## TASK STATEMENT
Beneath this line is the data. Output exactly the lines from the line with "Target: beige building" to the line with "# shape of each answer: point(445, 219)", both ends included, and nothing more.

(DATA FOR ANALYSIS begins)

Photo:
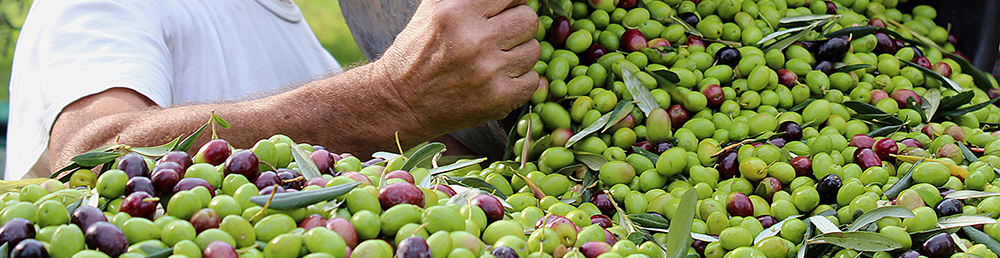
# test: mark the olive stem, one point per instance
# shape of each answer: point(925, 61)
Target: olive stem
point(267, 204)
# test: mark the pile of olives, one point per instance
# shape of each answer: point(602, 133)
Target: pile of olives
point(777, 146)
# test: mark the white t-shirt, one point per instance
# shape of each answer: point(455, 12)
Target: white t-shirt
point(171, 51)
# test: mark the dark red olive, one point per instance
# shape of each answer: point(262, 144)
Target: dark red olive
point(828, 188)
point(767, 221)
point(833, 50)
point(922, 61)
point(729, 165)
point(714, 94)
point(876, 22)
point(938, 246)
point(910, 142)
point(885, 146)
point(689, 18)
point(886, 45)
point(831, 8)
point(678, 116)
point(792, 130)
point(593, 53)
point(787, 78)
point(825, 67)
point(600, 199)
point(661, 147)
point(948, 206)
point(728, 56)
point(862, 141)
point(866, 158)
point(801, 164)
point(633, 40)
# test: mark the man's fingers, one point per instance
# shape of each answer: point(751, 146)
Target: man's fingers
point(513, 26)
point(520, 59)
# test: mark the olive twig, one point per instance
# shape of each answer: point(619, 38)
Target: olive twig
point(266, 204)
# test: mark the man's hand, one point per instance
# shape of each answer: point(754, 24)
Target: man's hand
point(460, 63)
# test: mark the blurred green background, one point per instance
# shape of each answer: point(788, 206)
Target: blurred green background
point(323, 16)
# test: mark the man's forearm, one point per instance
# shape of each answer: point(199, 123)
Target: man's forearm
point(352, 112)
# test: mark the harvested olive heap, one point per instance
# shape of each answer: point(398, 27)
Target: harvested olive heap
point(719, 128)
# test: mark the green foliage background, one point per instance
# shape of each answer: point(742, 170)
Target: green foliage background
point(324, 17)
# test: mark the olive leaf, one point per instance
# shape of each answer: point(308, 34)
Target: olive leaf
point(779, 33)
point(295, 200)
point(970, 194)
point(931, 73)
point(804, 245)
point(70, 166)
point(979, 77)
point(724, 42)
point(912, 104)
point(963, 220)
point(553, 9)
point(862, 241)
point(384, 155)
point(893, 211)
point(332, 205)
point(664, 77)
point(573, 170)
point(454, 166)
point(423, 154)
point(955, 101)
point(593, 161)
point(956, 171)
point(851, 68)
point(512, 136)
point(787, 41)
point(687, 27)
point(965, 110)
point(590, 129)
point(645, 153)
point(895, 35)
point(979, 237)
point(679, 238)
point(824, 225)
point(864, 108)
point(903, 183)
point(934, 101)
point(93, 159)
point(649, 220)
point(930, 197)
point(154, 251)
point(801, 106)
point(157, 151)
point(969, 155)
point(645, 100)
point(306, 166)
point(802, 20)
point(621, 111)
point(589, 183)
point(921, 236)
point(854, 32)
point(476, 183)
point(773, 230)
point(885, 130)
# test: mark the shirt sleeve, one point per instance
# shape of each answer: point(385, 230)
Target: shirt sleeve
point(69, 49)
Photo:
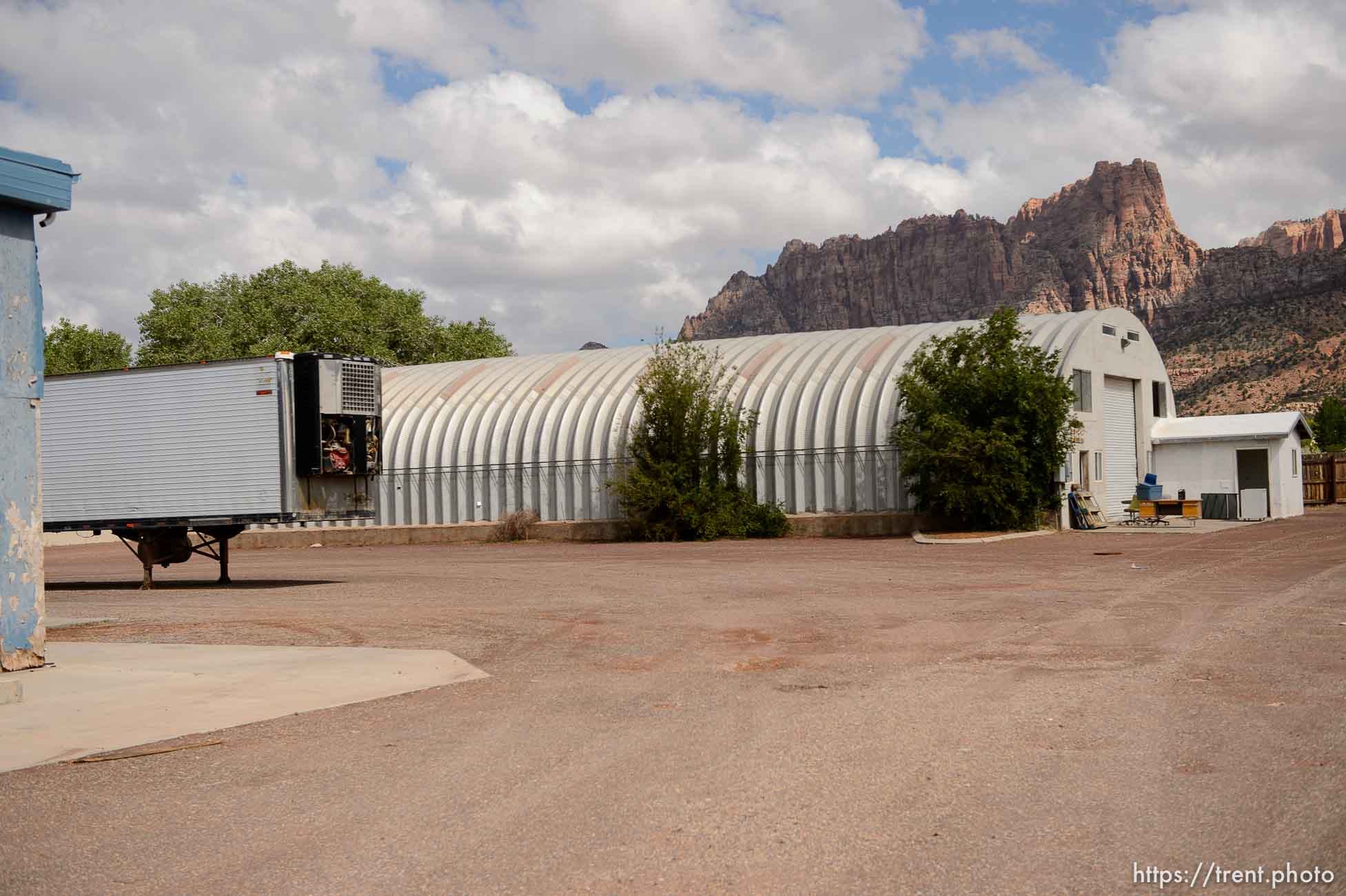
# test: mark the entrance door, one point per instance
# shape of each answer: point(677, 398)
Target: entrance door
point(1254, 483)
point(1119, 431)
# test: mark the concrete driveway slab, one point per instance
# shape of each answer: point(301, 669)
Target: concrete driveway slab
point(110, 696)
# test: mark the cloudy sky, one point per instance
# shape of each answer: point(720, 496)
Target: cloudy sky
point(597, 168)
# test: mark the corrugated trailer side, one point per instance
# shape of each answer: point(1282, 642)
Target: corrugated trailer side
point(181, 442)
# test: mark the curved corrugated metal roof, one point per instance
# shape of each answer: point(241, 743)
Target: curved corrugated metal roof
point(830, 389)
point(501, 424)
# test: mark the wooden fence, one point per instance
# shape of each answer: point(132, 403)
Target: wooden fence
point(1325, 479)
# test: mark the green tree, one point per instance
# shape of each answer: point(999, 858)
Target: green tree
point(291, 308)
point(983, 425)
point(1330, 425)
point(686, 454)
point(77, 349)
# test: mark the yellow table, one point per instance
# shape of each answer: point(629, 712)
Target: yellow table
point(1161, 507)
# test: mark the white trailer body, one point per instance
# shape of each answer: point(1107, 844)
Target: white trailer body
point(210, 447)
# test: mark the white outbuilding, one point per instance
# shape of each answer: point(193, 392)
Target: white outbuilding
point(1240, 466)
point(476, 440)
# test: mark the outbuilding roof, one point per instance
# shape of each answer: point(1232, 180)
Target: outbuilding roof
point(34, 182)
point(1230, 427)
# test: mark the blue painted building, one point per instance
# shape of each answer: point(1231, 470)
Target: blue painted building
point(28, 186)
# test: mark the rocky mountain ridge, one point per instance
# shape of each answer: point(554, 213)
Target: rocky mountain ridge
point(1107, 240)
point(1326, 232)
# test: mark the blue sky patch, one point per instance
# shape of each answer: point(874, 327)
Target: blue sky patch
point(392, 167)
point(404, 77)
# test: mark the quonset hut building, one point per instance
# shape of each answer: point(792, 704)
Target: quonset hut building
point(476, 440)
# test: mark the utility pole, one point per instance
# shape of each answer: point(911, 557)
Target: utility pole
point(30, 186)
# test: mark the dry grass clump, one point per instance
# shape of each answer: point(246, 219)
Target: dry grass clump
point(517, 527)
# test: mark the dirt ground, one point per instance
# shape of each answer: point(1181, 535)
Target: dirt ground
point(1037, 715)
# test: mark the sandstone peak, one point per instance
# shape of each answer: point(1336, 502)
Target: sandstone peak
point(1326, 232)
point(1104, 240)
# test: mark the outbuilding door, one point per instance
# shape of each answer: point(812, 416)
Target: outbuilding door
point(1119, 431)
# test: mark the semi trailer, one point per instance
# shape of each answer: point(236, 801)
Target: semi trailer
point(176, 460)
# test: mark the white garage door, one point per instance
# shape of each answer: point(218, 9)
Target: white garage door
point(1119, 455)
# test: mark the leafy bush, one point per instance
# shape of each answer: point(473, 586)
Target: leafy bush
point(70, 349)
point(983, 425)
point(682, 482)
point(1329, 425)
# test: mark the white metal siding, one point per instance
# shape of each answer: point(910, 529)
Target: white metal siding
point(169, 442)
point(477, 439)
point(1119, 425)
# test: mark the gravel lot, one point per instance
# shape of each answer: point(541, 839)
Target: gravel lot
point(796, 716)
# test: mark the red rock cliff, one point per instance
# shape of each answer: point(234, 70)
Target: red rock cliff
point(1105, 240)
point(1294, 237)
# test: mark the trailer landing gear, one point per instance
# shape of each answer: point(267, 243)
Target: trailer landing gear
point(174, 545)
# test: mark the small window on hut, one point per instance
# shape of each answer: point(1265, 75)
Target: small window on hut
point(1083, 383)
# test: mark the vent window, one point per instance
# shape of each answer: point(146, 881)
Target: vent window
point(1161, 396)
point(1083, 383)
point(358, 389)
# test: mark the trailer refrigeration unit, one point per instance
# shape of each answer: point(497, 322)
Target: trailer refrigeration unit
point(176, 460)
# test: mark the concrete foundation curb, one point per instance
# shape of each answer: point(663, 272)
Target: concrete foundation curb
point(861, 525)
point(925, 540)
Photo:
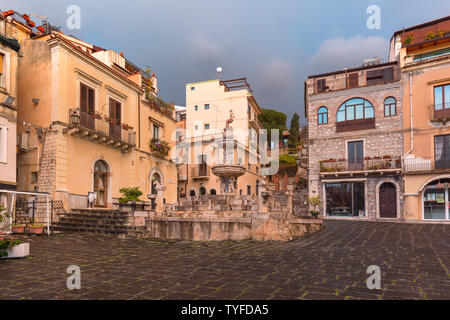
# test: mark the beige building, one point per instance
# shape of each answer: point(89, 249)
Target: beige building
point(97, 124)
point(208, 107)
point(9, 57)
point(423, 52)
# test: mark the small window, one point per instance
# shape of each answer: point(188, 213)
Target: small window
point(34, 177)
point(390, 107)
point(322, 115)
point(2, 77)
point(355, 109)
point(155, 132)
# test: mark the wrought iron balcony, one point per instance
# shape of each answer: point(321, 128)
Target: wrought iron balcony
point(201, 172)
point(425, 164)
point(440, 112)
point(366, 165)
point(92, 127)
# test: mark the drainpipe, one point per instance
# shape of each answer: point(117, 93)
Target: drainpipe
point(411, 129)
point(411, 119)
point(139, 120)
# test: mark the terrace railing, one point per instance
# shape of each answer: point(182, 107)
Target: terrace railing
point(367, 164)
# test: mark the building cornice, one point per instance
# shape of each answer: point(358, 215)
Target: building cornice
point(63, 43)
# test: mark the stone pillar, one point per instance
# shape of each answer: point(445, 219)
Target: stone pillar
point(290, 194)
point(160, 198)
point(262, 197)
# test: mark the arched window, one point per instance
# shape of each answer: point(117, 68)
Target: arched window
point(101, 183)
point(322, 115)
point(390, 107)
point(355, 109)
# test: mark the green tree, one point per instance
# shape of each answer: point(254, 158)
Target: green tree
point(294, 132)
point(273, 120)
point(130, 194)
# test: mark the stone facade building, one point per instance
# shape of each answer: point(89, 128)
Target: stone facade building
point(355, 141)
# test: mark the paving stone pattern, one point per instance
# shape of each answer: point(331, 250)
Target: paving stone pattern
point(414, 261)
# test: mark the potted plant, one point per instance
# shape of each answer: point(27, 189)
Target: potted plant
point(408, 40)
point(441, 33)
point(19, 228)
point(430, 36)
point(314, 202)
point(36, 229)
point(126, 127)
point(97, 115)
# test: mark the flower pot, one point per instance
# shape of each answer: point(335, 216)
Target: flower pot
point(18, 251)
point(36, 230)
point(18, 229)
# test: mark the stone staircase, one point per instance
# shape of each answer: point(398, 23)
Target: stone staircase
point(111, 222)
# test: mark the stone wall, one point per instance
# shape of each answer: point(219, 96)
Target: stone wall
point(325, 143)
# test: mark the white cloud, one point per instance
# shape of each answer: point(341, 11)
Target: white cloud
point(275, 76)
point(338, 52)
point(201, 46)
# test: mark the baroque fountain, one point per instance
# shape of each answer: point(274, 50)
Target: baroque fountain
point(228, 172)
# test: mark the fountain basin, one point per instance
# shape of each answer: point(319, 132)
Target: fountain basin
point(228, 171)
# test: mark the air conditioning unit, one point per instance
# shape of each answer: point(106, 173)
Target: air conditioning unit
point(371, 62)
point(22, 141)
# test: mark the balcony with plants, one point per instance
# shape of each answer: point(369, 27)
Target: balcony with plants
point(101, 129)
point(159, 148)
point(427, 35)
point(376, 164)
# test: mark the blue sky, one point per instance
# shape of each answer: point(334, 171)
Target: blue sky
point(275, 44)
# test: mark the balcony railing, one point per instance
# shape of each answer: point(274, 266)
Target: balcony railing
point(355, 125)
point(440, 112)
point(383, 75)
point(425, 164)
point(99, 130)
point(201, 172)
point(367, 164)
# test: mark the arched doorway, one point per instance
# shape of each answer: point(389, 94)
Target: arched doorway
point(388, 200)
point(155, 181)
point(435, 199)
point(101, 183)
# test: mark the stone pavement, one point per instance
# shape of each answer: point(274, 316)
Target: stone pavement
point(414, 261)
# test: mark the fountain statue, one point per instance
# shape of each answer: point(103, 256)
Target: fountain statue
point(228, 172)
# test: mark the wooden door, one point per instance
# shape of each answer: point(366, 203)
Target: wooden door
point(355, 156)
point(388, 201)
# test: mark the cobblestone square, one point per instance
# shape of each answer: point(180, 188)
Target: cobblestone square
point(414, 261)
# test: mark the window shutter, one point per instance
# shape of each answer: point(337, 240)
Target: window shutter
point(83, 96)
point(353, 80)
point(388, 74)
point(91, 100)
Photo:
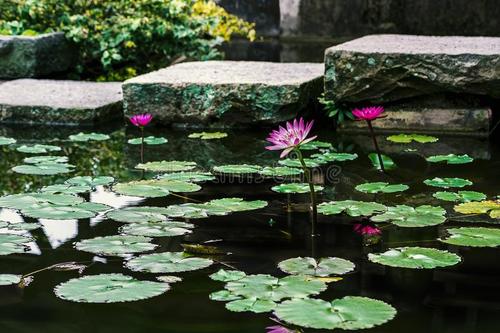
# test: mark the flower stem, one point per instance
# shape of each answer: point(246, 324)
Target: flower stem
point(307, 174)
point(381, 162)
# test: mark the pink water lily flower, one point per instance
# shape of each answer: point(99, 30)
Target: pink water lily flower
point(368, 113)
point(293, 136)
point(141, 120)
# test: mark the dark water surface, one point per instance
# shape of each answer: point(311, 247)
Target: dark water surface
point(462, 298)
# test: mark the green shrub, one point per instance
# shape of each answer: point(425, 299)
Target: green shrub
point(118, 39)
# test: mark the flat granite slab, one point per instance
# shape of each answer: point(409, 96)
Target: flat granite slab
point(385, 68)
point(56, 102)
point(224, 93)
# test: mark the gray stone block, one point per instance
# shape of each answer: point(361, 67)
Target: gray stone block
point(224, 93)
point(35, 56)
point(385, 68)
point(32, 101)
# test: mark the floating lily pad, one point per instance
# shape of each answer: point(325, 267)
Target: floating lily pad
point(447, 182)
point(381, 187)
point(10, 244)
point(85, 137)
point(475, 237)
point(157, 229)
point(167, 166)
point(4, 141)
point(167, 262)
point(207, 135)
point(415, 257)
point(348, 313)
point(450, 159)
point(490, 207)
point(388, 162)
point(238, 169)
point(460, 196)
point(351, 208)
point(295, 188)
point(407, 138)
point(406, 216)
point(149, 140)
point(8, 279)
point(37, 149)
point(117, 245)
point(310, 266)
point(109, 288)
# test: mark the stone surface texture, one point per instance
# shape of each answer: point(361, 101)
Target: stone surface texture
point(31, 101)
point(224, 93)
point(385, 68)
point(35, 56)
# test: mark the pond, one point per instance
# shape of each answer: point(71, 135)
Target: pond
point(253, 237)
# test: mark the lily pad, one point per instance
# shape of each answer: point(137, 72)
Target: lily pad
point(406, 216)
point(109, 288)
point(381, 187)
point(415, 257)
point(295, 188)
point(149, 140)
point(85, 137)
point(167, 166)
point(447, 182)
point(407, 138)
point(490, 207)
point(351, 207)
point(167, 262)
point(207, 135)
point(450, 159)
point(348, 313)
point(117, 245)
point(322, 267)
point(460, 196)
point(157, 229)
point(474, 237)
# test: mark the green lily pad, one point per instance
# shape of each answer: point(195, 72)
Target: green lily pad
point(117, 245)
point(157, 229)
point(85, 137)
point(415, 257)
point(9, 279)
point(167, 262)
point(295, 188)
point(309, 266)
point(406, 216)
point(37, 149)
point(447, 182)
point(348, 313)
point(450, 159)
point(149, 140)
point(207, 135)
point(381, 187)
point(474, 237)
point(407, 138)
point(10, 244)
point(351, 207)
point(388, 162)
point(4, 141)
point(166, 166)
point(460, 196)
point(238, 169)
point(109, 288)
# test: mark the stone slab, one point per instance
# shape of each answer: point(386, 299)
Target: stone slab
point(35, 56)
point(385, 68)
point(225, 93)
point(31, 101)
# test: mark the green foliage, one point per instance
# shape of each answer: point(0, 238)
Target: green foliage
point(115, 37)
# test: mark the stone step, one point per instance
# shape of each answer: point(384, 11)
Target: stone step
point(31, 101)
point(224, 93)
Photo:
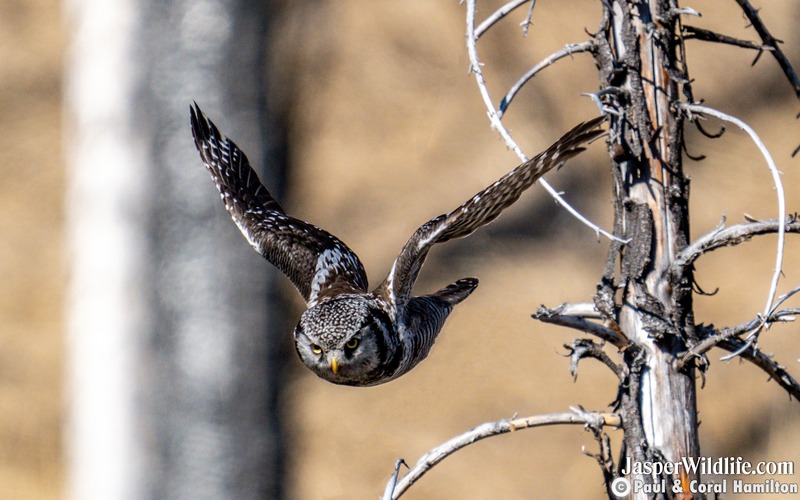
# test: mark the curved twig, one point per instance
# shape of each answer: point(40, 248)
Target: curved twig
point(713, 337)
point(498, 15)
point(577, 416)
point(705, 110)
point(563, 316)
point(775, 370)
point(712, 36)
point(723, 236)
point(771, 41)
point(494, 119)
point(567, 50)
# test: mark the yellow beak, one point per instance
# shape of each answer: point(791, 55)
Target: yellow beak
point(334, 365)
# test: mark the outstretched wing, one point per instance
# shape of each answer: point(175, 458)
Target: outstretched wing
point(316, 262)
point(479, 210)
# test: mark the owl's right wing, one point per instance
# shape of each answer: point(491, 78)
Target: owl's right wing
point(479, 210)
point(316, 262)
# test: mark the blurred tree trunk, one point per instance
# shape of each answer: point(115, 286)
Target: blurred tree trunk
point(176, 335)
point(653, 310)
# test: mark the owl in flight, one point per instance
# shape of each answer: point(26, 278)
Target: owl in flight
point(350, 335)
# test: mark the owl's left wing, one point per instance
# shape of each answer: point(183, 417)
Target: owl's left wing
point(317, 263)
point(479, 210)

(DATA FOR ANALYSIS ends)

## EXPECTED ANSWER
Target: beige building
point(97, 124)
point(208, 107)
point(9, 57)
point(423, 52)
# test: mark the small window, one point per instance
# shape of each answer: point(188, 213)
Target: small window
point(34, 177)
point(390, 107)
point(322, 115)
point(2, 77)
point(355, 109)
point(155, 132)
# test: mark the wrought iron balcony, one point per instance
# shape of each answer: point(321, 128)
Target: wrought iron balcony
point(201, 172)
point(425, 164)
point(440, 112)
point(366, 165)
point(92, 127)
# test: mark the drainpipe, one point per instance
# shape of each answer: point(117, 93)
Target: drainpipe
point(411, 129)
point(411, 119)
point(139, 120)
# test: mark the terrace railing, one point per instance
# shape of each answer: point(182, 107)
Target: terrace railing
point(367, 164)
# test: mark the building cornice, one point per instance
# shape of each answer: point(358, 215)
Target: building cornice
point(63, 43)
# test: mark the stone pillar, one point per instance
# shape of each answer: point(445, 219)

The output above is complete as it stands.